• **Activity**:
Look in the material below for the line holding "the dark building". Set it down exactly, with each later line up to and including the line holding "of the long".

--

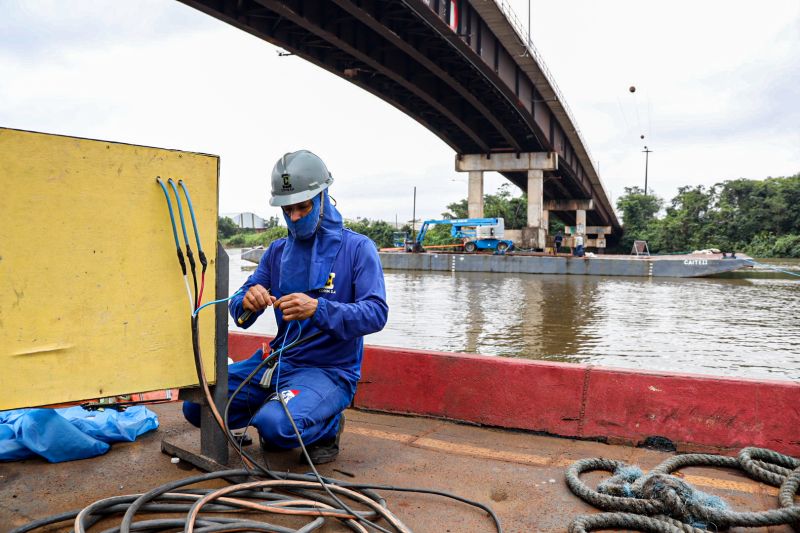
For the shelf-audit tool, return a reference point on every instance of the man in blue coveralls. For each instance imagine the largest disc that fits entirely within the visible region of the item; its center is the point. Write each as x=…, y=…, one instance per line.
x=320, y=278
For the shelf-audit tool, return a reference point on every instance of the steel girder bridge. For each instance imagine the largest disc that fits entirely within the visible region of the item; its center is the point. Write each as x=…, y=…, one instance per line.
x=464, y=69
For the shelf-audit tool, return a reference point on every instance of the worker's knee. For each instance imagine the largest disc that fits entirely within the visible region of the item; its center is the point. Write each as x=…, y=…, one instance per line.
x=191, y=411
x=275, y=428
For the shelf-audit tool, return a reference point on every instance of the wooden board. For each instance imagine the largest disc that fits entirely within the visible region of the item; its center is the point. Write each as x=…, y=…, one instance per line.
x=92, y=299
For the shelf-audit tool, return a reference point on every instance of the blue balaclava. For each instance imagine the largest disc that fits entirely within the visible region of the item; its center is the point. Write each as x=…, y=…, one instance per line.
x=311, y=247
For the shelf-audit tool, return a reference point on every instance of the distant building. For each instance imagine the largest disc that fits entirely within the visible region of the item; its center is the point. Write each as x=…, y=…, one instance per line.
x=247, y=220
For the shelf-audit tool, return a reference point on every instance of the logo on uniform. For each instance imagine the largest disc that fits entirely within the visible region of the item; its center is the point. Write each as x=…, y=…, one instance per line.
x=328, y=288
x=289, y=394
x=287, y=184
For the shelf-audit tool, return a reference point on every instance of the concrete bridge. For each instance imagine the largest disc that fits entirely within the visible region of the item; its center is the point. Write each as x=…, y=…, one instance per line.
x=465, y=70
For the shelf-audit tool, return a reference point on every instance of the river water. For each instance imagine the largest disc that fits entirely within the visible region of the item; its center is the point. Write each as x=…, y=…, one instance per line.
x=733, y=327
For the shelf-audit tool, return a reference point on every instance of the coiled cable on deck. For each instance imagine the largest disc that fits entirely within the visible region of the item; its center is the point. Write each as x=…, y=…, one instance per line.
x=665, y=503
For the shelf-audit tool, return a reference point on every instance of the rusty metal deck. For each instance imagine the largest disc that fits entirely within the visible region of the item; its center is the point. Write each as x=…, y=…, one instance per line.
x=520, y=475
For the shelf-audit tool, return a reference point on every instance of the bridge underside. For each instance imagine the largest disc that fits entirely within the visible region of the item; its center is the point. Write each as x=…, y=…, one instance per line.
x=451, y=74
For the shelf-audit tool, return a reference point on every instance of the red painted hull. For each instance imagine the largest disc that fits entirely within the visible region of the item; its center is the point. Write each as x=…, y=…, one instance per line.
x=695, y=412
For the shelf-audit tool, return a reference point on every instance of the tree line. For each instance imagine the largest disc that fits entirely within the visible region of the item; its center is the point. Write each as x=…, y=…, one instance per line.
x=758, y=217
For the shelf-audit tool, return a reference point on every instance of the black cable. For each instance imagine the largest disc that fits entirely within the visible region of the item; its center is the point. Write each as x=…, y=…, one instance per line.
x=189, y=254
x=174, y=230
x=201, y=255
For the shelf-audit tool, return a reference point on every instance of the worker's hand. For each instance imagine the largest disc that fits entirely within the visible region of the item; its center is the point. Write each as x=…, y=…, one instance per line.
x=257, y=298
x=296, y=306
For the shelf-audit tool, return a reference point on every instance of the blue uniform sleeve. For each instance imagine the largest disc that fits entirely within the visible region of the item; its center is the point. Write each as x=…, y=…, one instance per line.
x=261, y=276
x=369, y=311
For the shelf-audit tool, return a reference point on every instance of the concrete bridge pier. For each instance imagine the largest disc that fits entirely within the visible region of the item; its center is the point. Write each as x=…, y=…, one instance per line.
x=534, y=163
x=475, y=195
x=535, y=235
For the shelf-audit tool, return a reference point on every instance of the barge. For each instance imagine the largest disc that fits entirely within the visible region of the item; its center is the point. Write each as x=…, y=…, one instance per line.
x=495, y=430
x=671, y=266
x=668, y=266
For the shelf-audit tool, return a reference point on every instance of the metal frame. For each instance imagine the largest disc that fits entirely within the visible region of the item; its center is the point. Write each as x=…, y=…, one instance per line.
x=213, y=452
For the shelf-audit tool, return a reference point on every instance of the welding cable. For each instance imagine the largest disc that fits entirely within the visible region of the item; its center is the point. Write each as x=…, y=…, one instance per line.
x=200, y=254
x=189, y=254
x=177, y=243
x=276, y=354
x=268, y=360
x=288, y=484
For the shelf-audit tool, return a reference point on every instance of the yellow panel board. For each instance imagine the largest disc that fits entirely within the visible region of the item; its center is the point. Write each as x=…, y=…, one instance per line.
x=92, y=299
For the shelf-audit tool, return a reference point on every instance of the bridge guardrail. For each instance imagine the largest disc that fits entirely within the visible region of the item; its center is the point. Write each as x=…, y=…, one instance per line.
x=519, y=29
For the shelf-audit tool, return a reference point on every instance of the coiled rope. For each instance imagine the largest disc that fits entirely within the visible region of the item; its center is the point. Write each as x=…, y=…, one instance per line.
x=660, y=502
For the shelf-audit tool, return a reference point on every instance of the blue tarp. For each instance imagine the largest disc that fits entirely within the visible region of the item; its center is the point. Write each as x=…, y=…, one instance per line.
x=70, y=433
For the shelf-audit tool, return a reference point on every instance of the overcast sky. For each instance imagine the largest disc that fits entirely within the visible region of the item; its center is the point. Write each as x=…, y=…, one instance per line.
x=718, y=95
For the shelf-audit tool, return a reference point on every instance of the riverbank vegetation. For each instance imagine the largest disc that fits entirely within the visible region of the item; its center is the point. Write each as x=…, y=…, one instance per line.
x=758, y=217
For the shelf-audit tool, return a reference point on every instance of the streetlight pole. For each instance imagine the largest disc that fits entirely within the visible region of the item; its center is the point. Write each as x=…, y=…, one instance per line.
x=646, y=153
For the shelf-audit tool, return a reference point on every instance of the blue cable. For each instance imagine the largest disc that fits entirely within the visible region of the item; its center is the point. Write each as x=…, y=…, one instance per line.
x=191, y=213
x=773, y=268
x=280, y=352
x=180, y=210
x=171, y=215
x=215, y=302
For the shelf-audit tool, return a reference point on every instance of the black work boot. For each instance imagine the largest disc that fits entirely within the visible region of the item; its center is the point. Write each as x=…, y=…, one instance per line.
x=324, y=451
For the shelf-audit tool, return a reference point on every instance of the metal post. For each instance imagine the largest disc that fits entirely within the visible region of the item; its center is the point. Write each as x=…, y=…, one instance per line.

--

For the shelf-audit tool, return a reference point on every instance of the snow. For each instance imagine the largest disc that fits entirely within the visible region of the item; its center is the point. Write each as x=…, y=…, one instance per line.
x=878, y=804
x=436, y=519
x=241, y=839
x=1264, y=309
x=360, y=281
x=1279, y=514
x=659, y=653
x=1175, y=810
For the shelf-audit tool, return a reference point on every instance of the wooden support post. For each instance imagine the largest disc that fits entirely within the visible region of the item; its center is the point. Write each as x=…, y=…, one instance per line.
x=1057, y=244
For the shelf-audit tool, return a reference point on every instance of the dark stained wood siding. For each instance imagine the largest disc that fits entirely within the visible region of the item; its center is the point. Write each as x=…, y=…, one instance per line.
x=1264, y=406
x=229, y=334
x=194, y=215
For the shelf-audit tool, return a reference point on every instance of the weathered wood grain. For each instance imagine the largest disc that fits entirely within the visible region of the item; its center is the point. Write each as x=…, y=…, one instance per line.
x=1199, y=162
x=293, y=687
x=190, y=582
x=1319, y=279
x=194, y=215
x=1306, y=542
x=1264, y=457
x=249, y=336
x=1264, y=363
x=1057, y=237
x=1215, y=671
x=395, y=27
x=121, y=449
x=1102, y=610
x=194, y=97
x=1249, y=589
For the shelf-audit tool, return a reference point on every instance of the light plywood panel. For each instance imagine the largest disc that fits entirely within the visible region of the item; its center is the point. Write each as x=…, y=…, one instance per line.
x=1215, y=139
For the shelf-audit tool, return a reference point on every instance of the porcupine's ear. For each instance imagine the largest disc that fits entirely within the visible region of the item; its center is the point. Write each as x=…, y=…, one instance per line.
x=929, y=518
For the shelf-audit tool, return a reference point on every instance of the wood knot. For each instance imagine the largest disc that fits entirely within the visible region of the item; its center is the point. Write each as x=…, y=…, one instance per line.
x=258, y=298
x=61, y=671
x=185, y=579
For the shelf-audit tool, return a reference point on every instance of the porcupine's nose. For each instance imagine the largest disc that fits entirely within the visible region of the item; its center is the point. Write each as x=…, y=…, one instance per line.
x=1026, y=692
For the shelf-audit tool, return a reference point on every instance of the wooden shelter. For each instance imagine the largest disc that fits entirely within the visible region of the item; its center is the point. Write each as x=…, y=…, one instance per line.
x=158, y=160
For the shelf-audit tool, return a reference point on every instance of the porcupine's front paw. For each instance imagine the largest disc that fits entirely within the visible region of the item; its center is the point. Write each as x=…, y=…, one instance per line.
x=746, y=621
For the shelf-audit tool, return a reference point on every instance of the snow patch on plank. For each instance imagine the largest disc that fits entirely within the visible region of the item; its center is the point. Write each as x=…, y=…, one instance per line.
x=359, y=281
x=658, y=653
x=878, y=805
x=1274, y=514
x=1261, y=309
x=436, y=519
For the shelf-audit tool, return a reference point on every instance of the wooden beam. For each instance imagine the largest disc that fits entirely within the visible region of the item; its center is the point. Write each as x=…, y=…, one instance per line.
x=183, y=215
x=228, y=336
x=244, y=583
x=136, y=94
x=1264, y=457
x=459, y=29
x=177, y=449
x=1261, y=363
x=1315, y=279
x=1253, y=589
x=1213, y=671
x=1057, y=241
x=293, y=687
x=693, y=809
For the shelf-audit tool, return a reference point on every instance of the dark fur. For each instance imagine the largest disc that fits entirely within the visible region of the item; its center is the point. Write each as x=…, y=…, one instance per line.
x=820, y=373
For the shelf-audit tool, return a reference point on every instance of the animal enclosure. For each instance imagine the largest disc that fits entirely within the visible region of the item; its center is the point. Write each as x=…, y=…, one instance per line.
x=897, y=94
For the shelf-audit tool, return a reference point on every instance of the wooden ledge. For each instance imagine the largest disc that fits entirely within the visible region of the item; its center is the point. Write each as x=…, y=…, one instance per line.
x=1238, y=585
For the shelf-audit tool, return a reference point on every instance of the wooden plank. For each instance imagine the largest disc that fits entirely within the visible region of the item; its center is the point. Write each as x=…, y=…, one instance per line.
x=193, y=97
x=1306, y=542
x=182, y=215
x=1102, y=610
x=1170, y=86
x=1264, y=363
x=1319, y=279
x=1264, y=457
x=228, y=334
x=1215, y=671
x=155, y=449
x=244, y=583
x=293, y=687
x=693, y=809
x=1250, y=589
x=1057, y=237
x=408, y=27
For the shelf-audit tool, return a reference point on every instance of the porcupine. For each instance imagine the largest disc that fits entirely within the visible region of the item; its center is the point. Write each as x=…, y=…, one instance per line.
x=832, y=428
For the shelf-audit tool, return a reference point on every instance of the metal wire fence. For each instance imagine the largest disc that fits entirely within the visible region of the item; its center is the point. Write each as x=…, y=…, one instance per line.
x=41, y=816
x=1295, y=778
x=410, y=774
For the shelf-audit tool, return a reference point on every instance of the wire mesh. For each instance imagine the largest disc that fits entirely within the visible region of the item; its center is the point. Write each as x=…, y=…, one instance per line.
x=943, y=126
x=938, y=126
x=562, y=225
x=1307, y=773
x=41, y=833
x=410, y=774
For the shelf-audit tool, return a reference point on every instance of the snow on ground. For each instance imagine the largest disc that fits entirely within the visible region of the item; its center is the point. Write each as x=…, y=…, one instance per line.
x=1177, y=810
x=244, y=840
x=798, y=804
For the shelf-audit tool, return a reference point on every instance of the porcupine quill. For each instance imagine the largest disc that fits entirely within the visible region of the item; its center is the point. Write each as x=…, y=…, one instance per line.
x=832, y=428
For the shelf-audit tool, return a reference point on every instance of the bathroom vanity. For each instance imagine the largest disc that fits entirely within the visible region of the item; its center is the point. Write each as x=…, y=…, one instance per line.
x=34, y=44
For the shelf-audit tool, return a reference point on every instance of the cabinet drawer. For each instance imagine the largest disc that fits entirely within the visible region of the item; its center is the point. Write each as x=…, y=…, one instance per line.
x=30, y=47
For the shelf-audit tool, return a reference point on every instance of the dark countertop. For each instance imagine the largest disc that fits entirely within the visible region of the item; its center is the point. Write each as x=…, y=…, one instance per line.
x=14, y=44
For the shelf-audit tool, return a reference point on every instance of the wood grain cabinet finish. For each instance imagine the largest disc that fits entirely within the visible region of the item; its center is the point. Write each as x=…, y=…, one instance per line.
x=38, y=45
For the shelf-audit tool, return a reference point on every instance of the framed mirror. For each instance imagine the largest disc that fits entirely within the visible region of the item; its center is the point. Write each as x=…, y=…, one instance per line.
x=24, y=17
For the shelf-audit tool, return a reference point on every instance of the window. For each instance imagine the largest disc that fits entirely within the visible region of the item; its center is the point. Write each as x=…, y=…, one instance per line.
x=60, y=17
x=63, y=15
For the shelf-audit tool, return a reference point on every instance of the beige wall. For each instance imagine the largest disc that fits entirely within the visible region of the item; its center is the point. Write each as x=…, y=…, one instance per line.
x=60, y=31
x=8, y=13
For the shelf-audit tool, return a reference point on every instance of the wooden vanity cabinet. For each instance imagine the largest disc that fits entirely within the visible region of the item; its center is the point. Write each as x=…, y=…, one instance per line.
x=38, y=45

--

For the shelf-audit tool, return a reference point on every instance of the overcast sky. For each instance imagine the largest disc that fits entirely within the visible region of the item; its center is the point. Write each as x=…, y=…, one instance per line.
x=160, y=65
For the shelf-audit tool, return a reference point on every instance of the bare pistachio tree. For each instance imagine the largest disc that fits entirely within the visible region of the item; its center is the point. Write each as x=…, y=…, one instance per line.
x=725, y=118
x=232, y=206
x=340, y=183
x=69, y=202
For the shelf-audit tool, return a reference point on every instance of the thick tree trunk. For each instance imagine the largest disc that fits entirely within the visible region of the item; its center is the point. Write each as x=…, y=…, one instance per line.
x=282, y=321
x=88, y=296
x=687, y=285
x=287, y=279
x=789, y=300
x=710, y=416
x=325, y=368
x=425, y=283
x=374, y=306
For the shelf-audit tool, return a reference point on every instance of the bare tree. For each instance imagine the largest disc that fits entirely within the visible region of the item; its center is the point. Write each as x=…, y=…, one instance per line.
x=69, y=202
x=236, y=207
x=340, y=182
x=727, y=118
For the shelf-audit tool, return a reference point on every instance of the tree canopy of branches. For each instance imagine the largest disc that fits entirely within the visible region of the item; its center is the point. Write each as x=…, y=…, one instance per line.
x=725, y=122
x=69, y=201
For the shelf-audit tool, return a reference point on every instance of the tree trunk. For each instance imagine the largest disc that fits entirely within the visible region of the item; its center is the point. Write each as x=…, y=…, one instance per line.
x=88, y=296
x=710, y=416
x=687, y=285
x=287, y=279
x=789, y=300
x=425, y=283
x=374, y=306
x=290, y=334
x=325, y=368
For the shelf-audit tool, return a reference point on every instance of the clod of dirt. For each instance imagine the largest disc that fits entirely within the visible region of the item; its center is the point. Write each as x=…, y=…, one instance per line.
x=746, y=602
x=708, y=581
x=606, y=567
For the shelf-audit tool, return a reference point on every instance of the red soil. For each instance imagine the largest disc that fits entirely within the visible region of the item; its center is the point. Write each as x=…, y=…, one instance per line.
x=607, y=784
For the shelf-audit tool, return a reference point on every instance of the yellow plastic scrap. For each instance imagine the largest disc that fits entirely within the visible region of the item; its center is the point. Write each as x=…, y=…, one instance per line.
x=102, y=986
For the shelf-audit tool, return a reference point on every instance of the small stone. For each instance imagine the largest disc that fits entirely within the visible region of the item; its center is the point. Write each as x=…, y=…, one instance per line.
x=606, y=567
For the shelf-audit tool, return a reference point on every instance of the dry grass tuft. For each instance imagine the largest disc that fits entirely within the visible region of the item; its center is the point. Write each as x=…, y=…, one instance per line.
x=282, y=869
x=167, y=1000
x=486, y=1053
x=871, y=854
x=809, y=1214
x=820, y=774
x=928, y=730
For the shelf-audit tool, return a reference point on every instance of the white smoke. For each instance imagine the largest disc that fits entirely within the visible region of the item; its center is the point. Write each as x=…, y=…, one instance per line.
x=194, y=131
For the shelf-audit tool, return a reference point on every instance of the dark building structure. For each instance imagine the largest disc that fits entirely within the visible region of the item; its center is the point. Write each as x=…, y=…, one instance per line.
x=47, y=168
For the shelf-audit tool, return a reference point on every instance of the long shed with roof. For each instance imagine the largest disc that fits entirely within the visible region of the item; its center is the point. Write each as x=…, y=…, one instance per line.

--

• **Response area**:
For the shelf-audit tool, return a reference point on every instance of the dark building structure. For each instance imagine the largest disc that fits entirely within the visible region of the item; its center is the point. Write each as x=…, y=…, one instance per line.
x=47, y=168
For the shelf-audit tool, return a reference point on every instance of the long shed with roof. For each instance imagine the largest disc that fits entirely within the visible region of the item; its center is the point. Write each as x=…, y=…, one instance per line.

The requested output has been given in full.